事業者はプレミア価格(40円/kWh~24円/kWh)の年に設備認定を貰い、システム価格(ソーラーパネル、パワーコンディショナーなどの基幹部品)の値下がりを待っています。
建築費を抑えて利益を底上げしようと企む不正事業者が要る為、いくらまっても工事をしない事業者が後を絶ちませんでした。
未稼働案件が多数ある為、電気代に上乗せして徴収していた再エネ賦課金の増大を問題視した政府はついに動き出しました。
改正FIT法により以下の様な対応を取っています。
改正FIT法
2017年4月
- 2016年8月1日以降に電力会社との接続契約を締結し、3年以内の運転開始期限を設ける。
+ + + + + + +
→ 課題:
1 > 改正FIT法についての文章から、「事業者はプレミア価格(40円」を含む語句で始まり「以内の運転開始期限を設ける。」で終わる部分をそのまま引用せよ。
2 > 改正FIT法についての文章をもとに、次の問いに答えよ。
(a) プレミア価格の幅として示されている金額はいくらからいくらか。
(b) 「改正FIT法」の見出しの下に記されている年月はいつか。
(c) 電力会社との接続契約を締結した後、運転開始の期限は何年以内とされているか。

→ 提供データ:
+ + + + + + +
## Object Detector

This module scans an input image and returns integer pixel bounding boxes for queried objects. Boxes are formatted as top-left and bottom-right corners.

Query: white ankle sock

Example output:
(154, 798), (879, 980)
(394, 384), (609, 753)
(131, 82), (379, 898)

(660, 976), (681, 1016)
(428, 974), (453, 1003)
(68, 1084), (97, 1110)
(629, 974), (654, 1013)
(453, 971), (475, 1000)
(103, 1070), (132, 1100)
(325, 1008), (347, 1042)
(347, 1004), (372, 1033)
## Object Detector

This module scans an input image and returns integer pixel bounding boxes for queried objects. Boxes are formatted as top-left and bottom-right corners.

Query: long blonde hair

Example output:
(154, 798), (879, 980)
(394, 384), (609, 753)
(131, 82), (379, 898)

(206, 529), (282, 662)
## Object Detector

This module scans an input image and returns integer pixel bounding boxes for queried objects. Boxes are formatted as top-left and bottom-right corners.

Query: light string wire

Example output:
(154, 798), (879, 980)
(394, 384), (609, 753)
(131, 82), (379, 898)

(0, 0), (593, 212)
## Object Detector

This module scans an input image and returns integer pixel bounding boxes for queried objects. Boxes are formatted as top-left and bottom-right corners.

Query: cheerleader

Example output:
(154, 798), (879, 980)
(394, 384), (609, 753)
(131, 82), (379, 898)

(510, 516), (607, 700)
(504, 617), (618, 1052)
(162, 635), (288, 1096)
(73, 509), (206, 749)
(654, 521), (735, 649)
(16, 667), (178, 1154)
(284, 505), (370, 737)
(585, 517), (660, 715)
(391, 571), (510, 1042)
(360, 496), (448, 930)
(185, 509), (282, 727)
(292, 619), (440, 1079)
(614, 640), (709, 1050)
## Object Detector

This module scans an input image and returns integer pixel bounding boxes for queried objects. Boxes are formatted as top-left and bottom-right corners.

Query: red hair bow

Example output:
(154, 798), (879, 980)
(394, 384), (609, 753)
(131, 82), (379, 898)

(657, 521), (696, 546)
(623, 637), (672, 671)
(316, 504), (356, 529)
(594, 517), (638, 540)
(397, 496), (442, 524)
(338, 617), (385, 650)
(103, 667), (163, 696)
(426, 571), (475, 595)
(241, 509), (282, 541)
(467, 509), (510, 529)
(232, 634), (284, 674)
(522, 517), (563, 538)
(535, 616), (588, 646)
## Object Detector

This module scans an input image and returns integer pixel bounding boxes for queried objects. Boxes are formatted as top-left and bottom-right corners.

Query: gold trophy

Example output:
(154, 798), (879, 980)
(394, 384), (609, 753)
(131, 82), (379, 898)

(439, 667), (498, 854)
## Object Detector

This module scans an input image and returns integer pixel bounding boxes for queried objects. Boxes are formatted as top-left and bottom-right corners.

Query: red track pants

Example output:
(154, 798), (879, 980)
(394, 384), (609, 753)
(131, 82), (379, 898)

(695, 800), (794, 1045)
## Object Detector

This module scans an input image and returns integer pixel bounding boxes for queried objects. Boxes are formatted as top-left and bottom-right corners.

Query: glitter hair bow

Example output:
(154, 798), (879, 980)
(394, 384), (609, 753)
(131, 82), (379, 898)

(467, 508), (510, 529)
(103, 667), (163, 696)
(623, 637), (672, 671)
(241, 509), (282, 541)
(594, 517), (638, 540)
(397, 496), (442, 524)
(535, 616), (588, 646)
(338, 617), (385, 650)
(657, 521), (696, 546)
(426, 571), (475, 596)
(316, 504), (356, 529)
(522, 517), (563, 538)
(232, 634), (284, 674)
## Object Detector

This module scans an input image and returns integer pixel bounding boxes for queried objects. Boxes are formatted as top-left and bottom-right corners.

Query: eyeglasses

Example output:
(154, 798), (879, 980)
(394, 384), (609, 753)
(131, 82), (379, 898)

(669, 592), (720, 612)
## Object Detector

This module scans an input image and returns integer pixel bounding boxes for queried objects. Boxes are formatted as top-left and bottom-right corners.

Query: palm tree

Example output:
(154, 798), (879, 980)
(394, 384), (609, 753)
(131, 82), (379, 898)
+ + + + + + +
→ 解答:
1 >
事業者はプレミア価格(40円/kWh~24円/kWh)の年に設備認定を貰い、システム価格(ソーラーパネル、パワーコンディショナーなどの基幹部品)の値下がりを待っています。
建築費を抑えて利益を底上げしようと企む不正事業者が要る為、いくらまっても工事をしない事業者が後を絶ちませんでした。
未稼働案件が多数ある為、電気代に上乗せして徴収していた再エネ賦課金の増大を問題視した政府はついに動き出しました。
改正FIT法により以下の様な対応を取っています。
改正FIT法
2017年4月
- 2016年8月1日以降に電力会社との接続契約を締結し、3年以内の運転開始期限を設ける。

2 >
(a) 40円/kWh~24円/kWh
(b) 2017年4月
(c) 3年以内